> EXERCISE BRIEF
Output exactly the lines spanning from the line containing "e.g. point(25, 78)" to the last line of the entries, inclusive.

━━━ THE INPUT

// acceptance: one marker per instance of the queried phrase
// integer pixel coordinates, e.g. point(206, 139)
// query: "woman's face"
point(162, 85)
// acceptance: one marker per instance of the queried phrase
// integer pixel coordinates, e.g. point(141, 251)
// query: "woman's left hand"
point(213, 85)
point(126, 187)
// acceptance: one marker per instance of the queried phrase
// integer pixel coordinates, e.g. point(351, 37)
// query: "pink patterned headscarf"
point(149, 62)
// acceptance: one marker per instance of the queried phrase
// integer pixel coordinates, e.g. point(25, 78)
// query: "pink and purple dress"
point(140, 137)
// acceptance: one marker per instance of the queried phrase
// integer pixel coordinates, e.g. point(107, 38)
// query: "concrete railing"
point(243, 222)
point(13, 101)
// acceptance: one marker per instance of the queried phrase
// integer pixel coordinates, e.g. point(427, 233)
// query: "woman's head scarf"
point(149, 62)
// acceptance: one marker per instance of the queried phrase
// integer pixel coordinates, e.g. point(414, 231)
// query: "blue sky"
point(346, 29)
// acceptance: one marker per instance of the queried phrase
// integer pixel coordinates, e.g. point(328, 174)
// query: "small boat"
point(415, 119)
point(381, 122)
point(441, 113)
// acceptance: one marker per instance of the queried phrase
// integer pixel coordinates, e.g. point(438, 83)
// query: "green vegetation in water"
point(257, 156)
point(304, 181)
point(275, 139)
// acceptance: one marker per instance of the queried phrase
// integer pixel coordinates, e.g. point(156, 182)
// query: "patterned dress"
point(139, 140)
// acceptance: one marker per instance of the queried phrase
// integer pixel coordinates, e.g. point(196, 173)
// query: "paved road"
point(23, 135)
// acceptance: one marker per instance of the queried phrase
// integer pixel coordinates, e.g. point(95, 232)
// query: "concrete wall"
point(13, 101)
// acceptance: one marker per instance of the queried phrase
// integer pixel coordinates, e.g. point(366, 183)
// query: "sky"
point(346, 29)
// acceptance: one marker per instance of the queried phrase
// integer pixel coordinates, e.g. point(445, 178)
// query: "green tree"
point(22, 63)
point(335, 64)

━━━━━━

> EXERCISE RESPONSE
// integer pixel coordinates, e.g. point(25, 78)
// query: "pink and purple dress"
point(140, 137)
// acceptance: one marker per instance of the queried phrase
// integer pixel coordinates, e.g. point(107, 38)
// query: "concrete railing"
point(243, 222)
point(13, 101)
// acceptance: one marker per instance of the queried phrase
// integer pixel coordinates, e.g. point(427, 233)
// query: "woman's head scarf"
point(149, 62)
// acceptance: one marker per instance of the queried phrase
// integer pixel coordinates, e.g. point(414, 231)
// query: "blue sky"
point(346, 29)
// acceptance: one marker per instance of the queried phrase
// integer pixel coordinates, e.g. point(328, 174)
// query: "small boat"
point(415, 119)
point(381, 122)
point(441, 113)
// acceptance: one marker per instance of the queried phrase
// integer pixel coordinates, e.g. point(438, 83)
// query: "green vegetation in water"
point(257, 156)
point(304, 181)
point(275, 139)
// acceptance: one marker per instance of the queried phrase
// integer pixel coordinates, e.g. point(156, 182)
// query: "patterned dress"
point(139, 140)
// acceptance: one marker per instance of the queried phrase
// integer pixel coordinates, e.g. point(196, 173)
// query: "paved road"
point(23, 135)
// acceptance: one marker per instance of the queried phrase
// integer pixel coordinates, e.g. point(95, 232)
// query: "concrete wall"
point(13, 101)
// acceptance: one marker per instance of the queried phrase
// integer pixel coordinates, e.g. point(366, 183)
// query: "sky"
point(346, 29)
// acceptance: one marker per instance of the queried phrase
// integer pixel coordinates, e.g. point(445, 178)
// query: "green tree"
point(22, 63)
point(335, 64)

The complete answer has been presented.